Natural-language object grounding data
————

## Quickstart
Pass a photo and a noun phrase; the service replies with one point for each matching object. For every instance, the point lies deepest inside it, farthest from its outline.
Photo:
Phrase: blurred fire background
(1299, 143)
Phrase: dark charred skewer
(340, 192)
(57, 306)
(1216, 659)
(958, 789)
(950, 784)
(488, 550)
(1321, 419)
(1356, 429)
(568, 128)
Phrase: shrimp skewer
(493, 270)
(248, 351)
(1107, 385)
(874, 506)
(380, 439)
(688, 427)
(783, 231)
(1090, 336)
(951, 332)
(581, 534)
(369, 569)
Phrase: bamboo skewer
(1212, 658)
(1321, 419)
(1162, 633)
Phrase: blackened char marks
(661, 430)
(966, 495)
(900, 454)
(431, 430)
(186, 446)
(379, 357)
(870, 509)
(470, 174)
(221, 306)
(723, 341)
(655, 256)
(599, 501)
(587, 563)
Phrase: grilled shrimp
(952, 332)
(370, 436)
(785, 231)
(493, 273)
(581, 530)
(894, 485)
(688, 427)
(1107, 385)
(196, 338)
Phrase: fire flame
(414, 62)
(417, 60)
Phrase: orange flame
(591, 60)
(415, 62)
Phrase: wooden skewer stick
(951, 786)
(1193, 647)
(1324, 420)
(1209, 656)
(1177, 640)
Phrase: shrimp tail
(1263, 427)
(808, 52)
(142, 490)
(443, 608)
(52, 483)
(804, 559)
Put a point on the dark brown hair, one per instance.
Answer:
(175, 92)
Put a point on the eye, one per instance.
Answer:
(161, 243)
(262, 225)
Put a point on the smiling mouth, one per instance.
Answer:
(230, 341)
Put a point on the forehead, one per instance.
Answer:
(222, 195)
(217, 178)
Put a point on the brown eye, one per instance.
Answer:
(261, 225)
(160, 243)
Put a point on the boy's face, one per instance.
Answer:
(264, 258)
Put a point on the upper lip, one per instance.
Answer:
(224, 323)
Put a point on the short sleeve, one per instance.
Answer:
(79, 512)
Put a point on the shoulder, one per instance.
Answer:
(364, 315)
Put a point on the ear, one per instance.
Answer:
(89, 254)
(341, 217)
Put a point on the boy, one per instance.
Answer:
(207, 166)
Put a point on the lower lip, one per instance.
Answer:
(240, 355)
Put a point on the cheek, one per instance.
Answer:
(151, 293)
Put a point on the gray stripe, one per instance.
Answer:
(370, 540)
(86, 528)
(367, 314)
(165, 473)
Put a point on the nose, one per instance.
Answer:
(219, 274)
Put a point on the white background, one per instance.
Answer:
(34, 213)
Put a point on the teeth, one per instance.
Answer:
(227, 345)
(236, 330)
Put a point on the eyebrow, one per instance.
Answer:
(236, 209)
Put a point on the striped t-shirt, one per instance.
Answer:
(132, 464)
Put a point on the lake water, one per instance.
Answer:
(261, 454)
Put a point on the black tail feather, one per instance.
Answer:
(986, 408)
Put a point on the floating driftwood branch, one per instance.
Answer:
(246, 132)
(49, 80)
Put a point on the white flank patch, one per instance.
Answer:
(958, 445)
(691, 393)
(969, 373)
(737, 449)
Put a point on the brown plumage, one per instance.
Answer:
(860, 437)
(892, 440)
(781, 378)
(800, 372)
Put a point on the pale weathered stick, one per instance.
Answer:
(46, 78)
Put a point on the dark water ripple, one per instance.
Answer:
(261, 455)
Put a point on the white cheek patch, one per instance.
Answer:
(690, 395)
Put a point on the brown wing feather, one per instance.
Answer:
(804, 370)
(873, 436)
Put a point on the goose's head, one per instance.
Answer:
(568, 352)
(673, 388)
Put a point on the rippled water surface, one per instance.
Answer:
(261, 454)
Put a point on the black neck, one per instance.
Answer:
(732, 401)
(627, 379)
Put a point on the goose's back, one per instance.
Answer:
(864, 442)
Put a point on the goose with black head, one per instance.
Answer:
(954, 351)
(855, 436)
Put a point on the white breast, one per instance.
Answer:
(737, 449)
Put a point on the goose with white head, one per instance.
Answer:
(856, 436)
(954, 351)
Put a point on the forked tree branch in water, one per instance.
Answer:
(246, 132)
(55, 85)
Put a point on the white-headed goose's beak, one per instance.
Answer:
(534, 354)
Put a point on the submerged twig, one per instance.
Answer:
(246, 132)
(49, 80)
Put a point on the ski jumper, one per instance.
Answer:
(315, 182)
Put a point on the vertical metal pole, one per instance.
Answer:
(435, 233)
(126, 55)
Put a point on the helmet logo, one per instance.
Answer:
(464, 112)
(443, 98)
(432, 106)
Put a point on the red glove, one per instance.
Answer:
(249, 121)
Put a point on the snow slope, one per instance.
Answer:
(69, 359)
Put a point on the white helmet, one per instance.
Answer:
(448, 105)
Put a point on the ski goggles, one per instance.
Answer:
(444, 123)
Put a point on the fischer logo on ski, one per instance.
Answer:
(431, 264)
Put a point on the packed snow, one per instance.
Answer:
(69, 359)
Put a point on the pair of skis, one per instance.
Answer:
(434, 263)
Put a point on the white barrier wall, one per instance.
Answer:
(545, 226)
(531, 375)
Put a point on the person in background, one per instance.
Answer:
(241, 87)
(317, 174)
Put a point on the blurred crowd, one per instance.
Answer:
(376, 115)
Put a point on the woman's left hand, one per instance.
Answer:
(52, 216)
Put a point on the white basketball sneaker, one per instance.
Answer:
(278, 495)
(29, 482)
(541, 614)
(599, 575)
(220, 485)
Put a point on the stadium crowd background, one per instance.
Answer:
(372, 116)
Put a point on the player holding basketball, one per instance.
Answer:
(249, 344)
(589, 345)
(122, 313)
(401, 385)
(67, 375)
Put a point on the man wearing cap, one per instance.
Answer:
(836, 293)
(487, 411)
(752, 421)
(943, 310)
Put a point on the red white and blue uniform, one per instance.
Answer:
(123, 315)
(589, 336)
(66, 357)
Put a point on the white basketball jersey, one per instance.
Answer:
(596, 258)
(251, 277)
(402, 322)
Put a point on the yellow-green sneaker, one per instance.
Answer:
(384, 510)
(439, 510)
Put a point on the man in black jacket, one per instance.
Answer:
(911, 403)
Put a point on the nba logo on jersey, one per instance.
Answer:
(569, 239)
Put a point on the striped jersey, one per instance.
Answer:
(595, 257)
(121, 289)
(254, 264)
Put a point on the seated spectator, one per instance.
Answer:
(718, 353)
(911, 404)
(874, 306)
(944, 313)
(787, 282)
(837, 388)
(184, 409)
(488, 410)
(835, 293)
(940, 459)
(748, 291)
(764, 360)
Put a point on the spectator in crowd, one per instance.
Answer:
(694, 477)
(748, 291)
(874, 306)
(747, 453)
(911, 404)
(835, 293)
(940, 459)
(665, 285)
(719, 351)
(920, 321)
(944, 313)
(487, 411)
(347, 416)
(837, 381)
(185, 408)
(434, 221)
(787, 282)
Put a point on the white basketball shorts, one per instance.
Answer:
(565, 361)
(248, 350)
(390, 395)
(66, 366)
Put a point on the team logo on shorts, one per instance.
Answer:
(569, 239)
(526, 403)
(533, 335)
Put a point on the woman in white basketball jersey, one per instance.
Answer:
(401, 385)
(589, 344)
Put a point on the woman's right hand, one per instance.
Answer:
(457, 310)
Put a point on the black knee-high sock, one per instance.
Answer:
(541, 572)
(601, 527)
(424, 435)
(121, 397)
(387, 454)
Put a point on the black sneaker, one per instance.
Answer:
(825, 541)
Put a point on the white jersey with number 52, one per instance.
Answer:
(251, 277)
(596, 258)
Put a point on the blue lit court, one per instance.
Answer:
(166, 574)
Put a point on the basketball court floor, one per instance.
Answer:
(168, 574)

————

Your goal — Lines from the entries that contain the string "shorts" are what must be copied.

Exercise solution —
Put a point on the white basketball shorts, one per instance.
Put a point on the team logo on shorts, one per instance.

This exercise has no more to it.